# Records contained in a dataset
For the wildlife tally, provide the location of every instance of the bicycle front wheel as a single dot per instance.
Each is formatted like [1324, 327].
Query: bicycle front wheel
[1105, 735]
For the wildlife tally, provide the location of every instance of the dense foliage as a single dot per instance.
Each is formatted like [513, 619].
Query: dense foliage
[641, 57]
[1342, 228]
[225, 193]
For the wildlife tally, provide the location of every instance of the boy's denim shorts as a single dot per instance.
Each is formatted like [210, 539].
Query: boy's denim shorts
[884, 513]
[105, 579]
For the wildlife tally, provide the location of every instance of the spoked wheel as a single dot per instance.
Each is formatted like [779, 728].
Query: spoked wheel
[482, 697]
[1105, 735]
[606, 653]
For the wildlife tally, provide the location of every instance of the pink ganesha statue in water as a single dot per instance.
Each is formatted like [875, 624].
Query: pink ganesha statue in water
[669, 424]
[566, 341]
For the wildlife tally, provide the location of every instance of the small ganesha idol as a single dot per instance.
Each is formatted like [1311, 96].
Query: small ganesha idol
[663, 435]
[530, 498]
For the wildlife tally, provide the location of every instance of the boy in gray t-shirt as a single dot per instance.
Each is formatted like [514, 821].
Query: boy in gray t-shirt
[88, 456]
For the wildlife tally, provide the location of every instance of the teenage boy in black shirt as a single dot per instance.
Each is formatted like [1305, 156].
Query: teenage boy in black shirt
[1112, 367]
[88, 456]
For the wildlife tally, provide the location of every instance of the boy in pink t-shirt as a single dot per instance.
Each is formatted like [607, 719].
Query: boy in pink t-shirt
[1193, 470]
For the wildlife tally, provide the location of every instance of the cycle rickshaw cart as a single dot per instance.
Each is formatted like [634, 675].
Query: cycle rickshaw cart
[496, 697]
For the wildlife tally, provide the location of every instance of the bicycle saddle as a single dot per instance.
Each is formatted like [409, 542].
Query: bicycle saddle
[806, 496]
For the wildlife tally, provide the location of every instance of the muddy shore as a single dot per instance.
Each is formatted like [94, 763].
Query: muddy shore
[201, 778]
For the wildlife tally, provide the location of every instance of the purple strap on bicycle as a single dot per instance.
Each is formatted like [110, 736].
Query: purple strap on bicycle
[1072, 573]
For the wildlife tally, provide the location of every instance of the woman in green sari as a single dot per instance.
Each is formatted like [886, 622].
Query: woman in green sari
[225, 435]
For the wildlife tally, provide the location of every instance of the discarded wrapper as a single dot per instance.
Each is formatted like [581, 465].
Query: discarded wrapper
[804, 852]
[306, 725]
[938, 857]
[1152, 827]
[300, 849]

# Brief
Make a precise copy of the records in their entirety.

# Worked solution
For the wildlife tally, provide the location of every instance of the bicycle front wheel as a single dot per instance.
Each is formatted like [1324, 327].
Query: bicycle front wheel
[1105, 735]
For the wildlife tally, provide the location of every instance of the dense foliage as a single dot per instance.
Each is formatted like [513, 619].
Query: dense foliage
[641, 57]
[1342, 228]
[225, 193]
For the wildlife tally, provide the location of every instance of the boy's denim shorts as a single dot per instance.
Each is formatted like [210, 539].
Query: boy's denim shorts
[884, 513]
[105, 579]
For the wildlife tally, provide the location of every instance of the spoked wheel as a single dot per instance.
Each is formatted like [779, 728].
Query: spoked wheel
[482, 697]
[1105, 735]
[606, 653]
For the wildlife tally, provide the location of every instance of the pink ganesha statue in water as a single dot per instance.
Each is formatted like [875, 624].
Query: pink ganesha statue in water
[669, 424]
[566, 341]
For the wildlife tally, provide the location of every instance of the small ganesha idol as a single dot per instance.
Each is formatted like [1311, 96].
Query: small ganesha idol
[663, 435]
[530, 498]
For the wildlife tally, provide the location of every instance of the boy in gray t-shirt as a single dot per instance.
Each is formatted like [514, 821].
Query: boy in gray t-shirt
[88, 456]
For the wildlife tally, provide the location of every instance of the teenage boy in black shirt as a single dot per instance.
Each is formatted like [1305, 156].
Query: teenage boy in black shirt
[1112, 367]
[88, 456]
For the wildlife tally, provide the location of every instance of the boy in pink t-shirt as a single dot per instance.
Each is formatted like [607, 719].
Query: boy in pink t-shirt
[1193, 470]
For the wildlife tally, provide the location of every instance of the cycle rickshaw cart as a single dot per instance.
Each is formatted like [634, 675].
Query: cycle rickshaw cart
[496, 697]
For the wildlife tally, provide the location of every instance of the bicycle saddle as a single dot per instance.
Each is formatted like [409, 542].
Query: bicycle saddle
[806, 496]
For the wildlife tally, provide the location of every instance of the muddy shore as a single dot per instance.
Each is formatted like [94, 763].
Query: muddy shore
[201, 778]
For the wildlife tally, provide the location of every instance of the purple strap on bicycle as a single dot per instance.
Each is formatted like [110, 736].
Query: purple strap on bicycle
[1072, 573]
For the wildlife tally, provide the location of every instance of the woman in green sari as a single dot per instance.
Each is formatted like [886, 622].
Query: woman in green sari
[225, 435]
For the wildlife tally, provide the location of every instance of the discarded wrapper as a single dot per instance.
Each is formatted like [581, 465].
Query: discarded wrapper
[804, 852]
[306, 725]
[938, 857]
[1152, 827]
[300, 849]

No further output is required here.